→ DIRECTIVE: Summarize the game skills overview below in two sentences.

Game Skills Overview
With the Alexa Skills Kit (ASK), you can enhance an existing voice-only game by adding visuals or you can create a new game with an integrated voice and on-screen experience. Design your game skill for any Alexa-enabled devices with a screen, such as Amazon Echo Show, Fire TV, and devices from other manufacturers. These multimodal devices allow you to add graphics, images, video, and animations to create a visual experience.
Alexa game skill design
Design your multimodal Alexa game for voice and follow best practices to make your game accessible and fun to play. Here are a few best practices for game skill design. For more details, see the Alexa Design Guide:
- Make sure voice interactions drive the essential game play even if your game requires looking at the screen to play. Each tap (or TV remote) target on screen should have a voice command analog. Don't force your player to interact by tap/remote input to enjoy the game. Voice should be the primary input method.
- Consider adding optional tap interactions that correspond to voice interactions for core game controls. Players might prefer to use their voice for some interactions and touch for others.
- Design for optimal viewing distances. Customers frequently view TV and Echo Show screens from distances of three feet to 10 feet.
- Choose an accessible color palette. Use a contrast ratio of 4.5:1 or better for your foreground and background colors.

→ DATASET EXTRACT:
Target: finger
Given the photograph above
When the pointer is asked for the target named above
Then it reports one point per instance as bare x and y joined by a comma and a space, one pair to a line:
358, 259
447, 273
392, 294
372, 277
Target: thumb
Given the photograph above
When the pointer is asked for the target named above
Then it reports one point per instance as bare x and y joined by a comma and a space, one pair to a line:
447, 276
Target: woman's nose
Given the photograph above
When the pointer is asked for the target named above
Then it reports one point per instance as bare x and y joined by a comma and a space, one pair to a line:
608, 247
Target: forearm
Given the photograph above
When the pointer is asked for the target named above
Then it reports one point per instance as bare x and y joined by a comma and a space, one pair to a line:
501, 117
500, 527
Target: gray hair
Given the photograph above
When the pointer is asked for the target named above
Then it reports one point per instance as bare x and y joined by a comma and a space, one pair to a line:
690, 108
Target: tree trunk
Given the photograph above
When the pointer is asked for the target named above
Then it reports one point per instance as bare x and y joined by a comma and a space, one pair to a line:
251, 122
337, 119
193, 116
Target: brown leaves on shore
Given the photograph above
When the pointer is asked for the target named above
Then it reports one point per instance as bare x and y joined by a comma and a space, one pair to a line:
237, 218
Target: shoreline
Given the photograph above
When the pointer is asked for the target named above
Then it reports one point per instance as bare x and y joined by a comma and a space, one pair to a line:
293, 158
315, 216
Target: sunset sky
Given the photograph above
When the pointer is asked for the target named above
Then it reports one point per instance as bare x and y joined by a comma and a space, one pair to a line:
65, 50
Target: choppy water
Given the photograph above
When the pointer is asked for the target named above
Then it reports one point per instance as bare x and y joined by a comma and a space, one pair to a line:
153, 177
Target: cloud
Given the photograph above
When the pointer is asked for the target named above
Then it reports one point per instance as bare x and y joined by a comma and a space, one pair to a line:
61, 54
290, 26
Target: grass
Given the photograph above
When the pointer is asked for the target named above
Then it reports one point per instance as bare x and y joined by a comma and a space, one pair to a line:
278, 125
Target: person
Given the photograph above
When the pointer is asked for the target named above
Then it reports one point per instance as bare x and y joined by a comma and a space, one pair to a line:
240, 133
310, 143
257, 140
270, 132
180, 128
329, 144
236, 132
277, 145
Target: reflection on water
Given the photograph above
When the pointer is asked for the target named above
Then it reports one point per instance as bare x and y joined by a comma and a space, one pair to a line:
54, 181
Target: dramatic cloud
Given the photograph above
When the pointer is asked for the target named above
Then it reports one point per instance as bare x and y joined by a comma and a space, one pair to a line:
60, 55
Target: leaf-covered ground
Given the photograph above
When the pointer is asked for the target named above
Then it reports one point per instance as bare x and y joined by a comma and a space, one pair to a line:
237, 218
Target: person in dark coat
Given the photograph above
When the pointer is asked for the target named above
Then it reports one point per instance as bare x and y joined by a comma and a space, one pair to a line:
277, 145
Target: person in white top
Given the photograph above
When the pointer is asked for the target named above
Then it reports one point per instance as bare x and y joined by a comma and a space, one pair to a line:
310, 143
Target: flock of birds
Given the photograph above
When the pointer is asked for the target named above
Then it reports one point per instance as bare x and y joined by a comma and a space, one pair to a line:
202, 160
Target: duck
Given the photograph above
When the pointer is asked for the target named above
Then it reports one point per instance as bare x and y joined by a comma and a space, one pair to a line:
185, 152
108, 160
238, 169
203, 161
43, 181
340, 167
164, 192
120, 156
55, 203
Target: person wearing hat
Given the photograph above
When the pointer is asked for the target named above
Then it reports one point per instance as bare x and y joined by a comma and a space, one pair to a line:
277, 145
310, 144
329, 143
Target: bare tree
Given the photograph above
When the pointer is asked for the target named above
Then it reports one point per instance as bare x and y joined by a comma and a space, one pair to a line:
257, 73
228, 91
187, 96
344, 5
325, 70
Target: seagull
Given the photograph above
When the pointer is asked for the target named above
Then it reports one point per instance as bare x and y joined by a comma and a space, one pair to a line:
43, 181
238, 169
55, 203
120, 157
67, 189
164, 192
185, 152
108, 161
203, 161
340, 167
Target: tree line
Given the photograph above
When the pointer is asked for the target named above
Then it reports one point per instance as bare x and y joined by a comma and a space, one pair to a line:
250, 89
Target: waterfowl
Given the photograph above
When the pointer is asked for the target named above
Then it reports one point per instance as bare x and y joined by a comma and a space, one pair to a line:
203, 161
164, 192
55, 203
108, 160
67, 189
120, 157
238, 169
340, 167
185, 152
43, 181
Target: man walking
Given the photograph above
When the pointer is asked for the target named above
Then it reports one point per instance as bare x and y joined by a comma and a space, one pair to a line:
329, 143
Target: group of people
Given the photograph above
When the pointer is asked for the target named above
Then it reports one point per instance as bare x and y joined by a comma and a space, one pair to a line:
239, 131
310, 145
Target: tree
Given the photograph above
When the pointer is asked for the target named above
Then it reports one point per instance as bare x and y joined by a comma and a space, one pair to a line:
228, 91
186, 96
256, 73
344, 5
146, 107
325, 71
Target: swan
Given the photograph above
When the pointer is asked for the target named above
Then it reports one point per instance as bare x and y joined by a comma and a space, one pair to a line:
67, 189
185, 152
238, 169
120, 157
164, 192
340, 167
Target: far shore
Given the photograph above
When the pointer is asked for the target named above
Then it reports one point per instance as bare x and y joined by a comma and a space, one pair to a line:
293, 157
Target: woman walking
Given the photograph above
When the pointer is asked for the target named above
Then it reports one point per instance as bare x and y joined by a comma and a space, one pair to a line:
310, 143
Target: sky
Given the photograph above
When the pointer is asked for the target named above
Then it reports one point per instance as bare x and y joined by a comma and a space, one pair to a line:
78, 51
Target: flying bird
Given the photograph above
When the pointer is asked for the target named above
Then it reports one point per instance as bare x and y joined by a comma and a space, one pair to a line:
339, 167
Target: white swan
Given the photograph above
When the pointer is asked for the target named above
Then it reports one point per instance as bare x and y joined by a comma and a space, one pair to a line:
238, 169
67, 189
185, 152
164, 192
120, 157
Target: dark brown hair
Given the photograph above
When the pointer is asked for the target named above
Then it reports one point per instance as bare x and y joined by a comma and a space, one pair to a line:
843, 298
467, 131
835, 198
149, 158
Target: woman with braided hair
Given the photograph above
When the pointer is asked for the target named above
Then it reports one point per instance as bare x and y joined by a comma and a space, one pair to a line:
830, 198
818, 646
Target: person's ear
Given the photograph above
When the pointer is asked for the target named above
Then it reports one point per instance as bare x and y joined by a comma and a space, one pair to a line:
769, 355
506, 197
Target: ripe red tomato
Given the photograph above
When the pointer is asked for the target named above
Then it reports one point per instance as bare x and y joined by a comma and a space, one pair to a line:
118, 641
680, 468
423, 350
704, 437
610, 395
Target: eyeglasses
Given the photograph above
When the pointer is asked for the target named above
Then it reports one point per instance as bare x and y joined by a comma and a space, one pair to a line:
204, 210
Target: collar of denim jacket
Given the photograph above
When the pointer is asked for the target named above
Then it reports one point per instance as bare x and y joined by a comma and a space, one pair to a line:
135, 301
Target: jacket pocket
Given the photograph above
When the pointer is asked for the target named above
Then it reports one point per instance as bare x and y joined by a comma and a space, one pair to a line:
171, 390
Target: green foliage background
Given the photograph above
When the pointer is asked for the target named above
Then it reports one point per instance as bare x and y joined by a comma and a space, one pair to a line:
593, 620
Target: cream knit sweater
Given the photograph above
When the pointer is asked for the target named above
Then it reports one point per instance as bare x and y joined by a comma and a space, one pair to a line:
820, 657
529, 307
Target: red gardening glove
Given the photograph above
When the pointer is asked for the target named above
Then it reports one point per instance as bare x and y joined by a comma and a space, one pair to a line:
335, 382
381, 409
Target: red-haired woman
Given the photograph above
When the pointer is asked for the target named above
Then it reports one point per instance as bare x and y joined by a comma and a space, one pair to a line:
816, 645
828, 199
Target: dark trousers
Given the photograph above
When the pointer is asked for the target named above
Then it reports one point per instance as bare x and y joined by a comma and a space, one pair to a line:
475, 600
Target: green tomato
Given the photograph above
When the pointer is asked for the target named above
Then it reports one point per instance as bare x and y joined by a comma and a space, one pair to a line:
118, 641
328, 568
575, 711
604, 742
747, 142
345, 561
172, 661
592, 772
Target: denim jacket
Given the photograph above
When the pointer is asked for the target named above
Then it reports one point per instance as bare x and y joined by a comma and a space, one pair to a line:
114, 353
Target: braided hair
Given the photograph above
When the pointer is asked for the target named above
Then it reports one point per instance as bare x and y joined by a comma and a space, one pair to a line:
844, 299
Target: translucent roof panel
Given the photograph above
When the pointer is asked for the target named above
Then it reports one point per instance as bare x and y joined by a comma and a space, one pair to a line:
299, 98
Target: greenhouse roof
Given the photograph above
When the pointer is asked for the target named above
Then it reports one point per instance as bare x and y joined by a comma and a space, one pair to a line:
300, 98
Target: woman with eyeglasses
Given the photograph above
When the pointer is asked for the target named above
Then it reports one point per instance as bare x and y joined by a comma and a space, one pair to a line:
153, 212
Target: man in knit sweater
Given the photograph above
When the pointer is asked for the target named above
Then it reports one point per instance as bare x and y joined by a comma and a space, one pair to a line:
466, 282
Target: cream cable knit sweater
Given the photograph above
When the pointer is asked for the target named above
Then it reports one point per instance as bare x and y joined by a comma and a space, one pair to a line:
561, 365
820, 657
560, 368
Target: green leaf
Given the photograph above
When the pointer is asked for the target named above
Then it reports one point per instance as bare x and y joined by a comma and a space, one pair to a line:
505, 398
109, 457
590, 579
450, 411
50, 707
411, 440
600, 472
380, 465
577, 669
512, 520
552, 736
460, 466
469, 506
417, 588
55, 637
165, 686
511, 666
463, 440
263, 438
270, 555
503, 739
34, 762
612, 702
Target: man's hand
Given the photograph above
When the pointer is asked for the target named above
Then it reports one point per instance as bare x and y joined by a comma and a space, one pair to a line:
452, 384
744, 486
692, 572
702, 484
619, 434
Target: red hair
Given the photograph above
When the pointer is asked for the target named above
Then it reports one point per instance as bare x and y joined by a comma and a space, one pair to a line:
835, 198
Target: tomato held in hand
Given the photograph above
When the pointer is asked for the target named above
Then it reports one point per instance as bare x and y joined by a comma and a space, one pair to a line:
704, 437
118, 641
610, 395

→ FINISHED TASK: The Alexa Skills Kit lets you add visuals to an existing voice-only game or create a new game that combines voice and on-screen play for Alexa-enabled devices with a screen, such as Echo Show and Fire TV. Its best practices are to make voice the primary input, with a voice command for every tap or remote target, to add optional tap controls that match voice ones, to design for viewing from three to 10 feet away, and to use a color contrast ratio of 4.5:1 or better.